* _Tasks for this exercise_:
- a) Alter the stretch of the crypto market article from "Thinning Leverage and" through "to mean reversion.", putting "December 26" in place of "Boxing Day".
- b) Carry the article on year-end crypto market pressures forward from its last sentence.

* _Selected passage_:
::::::::

Tax-Loss Harvesting: The Year-End Culprit?
Analysts point to tax-loss harvesting as a major force behind the selling pressure. In simple terms, this strategy involves selling losing positions to lock in capital losses, which can offset taxable gains elsewhere in a portfolio. It’s especially popular near December 31, when investors tidy up balance sheets for tax season.
Digital asset hedge fund QCP Capital highlighted this dynamic in illiquid markets: “The end of year typically sees portfolio managers trimming exposure to risk assets—not just ahead of holidays, but to create taxable events and clean up year-end holdings.”
Paul Howard, senior director at trading firm Wincent, added: “In some cases, balance sheets simply don’t want to show cryptocurrency holdings at year-end.”
This selling exacerbates downside momentum, particularly for smaller-cap crypto stocks with thinner trading volumes.
Thinning Leverage and Options Expiry Add Volatility
Markets are also more prone to swings due to dropping open interest in BTC and ETH perpetual futures—down $3 billion and $2 billion, respectively. Lower leverage means less crowded trades, but it leaves prices vulnerable to big players.
QCP Capital warns of heightened risks from Friday’s record Boxing Day options expiry on Deribit, representing over 50% of total open interest. “While downside bets have eased, persistent $100,000 calls show tentative optimism for a Santa rally,” they noted.
However, history suggests relief: Holiday-driven spikes or dips often fade as January liquidity returns, leading to mean reversion.
Trump’s Fed Chair Demand Amid Hot Economy
Adding macro intrigue, President Donald Trump took to Truth Social, urging his incoming Federal Reserve chair to cut rates during good times. “I want my new Fed Chairman to lower Interest Rates if the Market is doing well, not destroy the Market for no reason,” he posted.
This comes hot on the heels of strong economic data: Inflation-adjusted GDP grew at a 4.3% annualized pace in Q3, per the Bureau of Labor Statistics. Trump lamented how “good news” now spooks markets fearing rate hikes to curb ‘potential’ inflation.
Despite S&P 500 and Nasdaq gains Tuesday, persistent inflation worries cap enthusiasm. Fewer rate cuts in 2026 could pressure risk assets like Bitcoin, though Trump’s pro-crypto stance offers a counterbalance.

::::::::

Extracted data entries
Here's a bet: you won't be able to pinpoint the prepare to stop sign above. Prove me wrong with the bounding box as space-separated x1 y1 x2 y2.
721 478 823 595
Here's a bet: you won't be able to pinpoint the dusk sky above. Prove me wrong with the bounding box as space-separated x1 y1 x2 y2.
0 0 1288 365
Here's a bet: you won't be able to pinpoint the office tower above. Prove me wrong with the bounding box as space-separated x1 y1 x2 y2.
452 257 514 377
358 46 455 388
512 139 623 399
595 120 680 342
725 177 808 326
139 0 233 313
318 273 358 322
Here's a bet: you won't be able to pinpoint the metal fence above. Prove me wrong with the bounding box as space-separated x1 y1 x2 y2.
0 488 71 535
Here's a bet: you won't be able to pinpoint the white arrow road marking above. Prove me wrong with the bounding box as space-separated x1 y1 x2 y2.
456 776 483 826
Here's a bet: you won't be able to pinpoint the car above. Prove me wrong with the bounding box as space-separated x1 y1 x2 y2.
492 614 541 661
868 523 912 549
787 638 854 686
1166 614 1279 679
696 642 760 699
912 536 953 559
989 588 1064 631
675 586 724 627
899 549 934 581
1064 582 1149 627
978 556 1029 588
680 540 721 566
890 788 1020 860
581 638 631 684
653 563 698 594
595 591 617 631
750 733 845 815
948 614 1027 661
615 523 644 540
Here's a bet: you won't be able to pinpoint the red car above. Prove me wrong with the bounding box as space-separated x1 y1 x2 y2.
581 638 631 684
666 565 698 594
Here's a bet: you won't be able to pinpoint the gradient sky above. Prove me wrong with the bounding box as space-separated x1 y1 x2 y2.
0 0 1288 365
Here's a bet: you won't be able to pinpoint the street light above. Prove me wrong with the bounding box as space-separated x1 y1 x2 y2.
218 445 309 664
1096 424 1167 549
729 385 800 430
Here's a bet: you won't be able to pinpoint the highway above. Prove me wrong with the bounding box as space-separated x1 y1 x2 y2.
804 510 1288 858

::::::::

* _Answers per task_:
- a)
Thinning Leverage and Options Expiry Add Volatility
Markets are also more prone to swings due to dropping open interest in BTC and ETH perpetual futures—down $3 billion and $2 billion, respectively. Lower leverage means less crowded trades, but it leaves prices vulnerable to big players.
QCP Capital warns of heightened risks from Friday’s record December 26 options expiry on Deribit, representing over 50% of total open interest. “While downside bets have eased, persistent $100,000 calls show tentative optimism for a Santa rally,” they noted.
However, history suggests relief: Holiday-driven spikes or dips often fade as January liquidity returns, leading to mean reversion.

- b)
2025 Recap: L1 Tokens Lag Despite Progress
Zooming out, 2025 was a tale of two realities for blockchains. Layer-1 tokens broadly underperformed, with many ending the year flat or negative, even as total value locked (TVL) rose and institutions piled in.
This “structural decoupling”—network growth without token price gains—defined the year. Key trends included:
- Regulatory Wins: Clearer U.S. rules boosted adoption.
- Institutional TVL Surge: Ecosystems like Bitcoin and Ethereum saw record inflows.
- Protocol vs. App Revenues: Applications increasingly captured value over base layers.
Bitcoin, in particular, got “crushed” relative to expectations, but brighter days may lie ahead.
2026 Outlook: Bitcoin as Top Performer?
VanEck’s David Schassler predicts a sharp rebound for Bitcoin and gold, driven by rising demand for hard assets. After 2025’s stagnation, BTC could lead in 2026 as catalysts emerge:
- Post-halving supply dynamics fully kicking in.
- Trump-era policies favoring crypto.
- Mean reversion from current $2.6 trillion market cap toward $4 trillion.
Wincent’s Paul Howard tempers hype: “More consolidation ahead, with no quick retrace from October highs.” Expect volatility, but strategic positioning in BTC and quality alts could pay off.
Key Takeaways for Crypto Investors
- Short-Term Pain: Tax harvesting and thin liquidity fuel dips—buying opportunities for the patient.
- Stock vs. Spot Divergence: Crypto equities amplify BTC moves; diversify wisely.
- Macro Watch: Fed policy under Trump will dictate risk appetite.
- Long-Term Bullish: 2026 setups favor Bitcoin rebound amid institutional tailwinds.
As BTC slips below $88,000, stay vigilant. Year-end noise often masks underlying strength. Will we see that Santa rally, or more consolidation? Track Bitcoin price news closely as options expire and 2026 looms.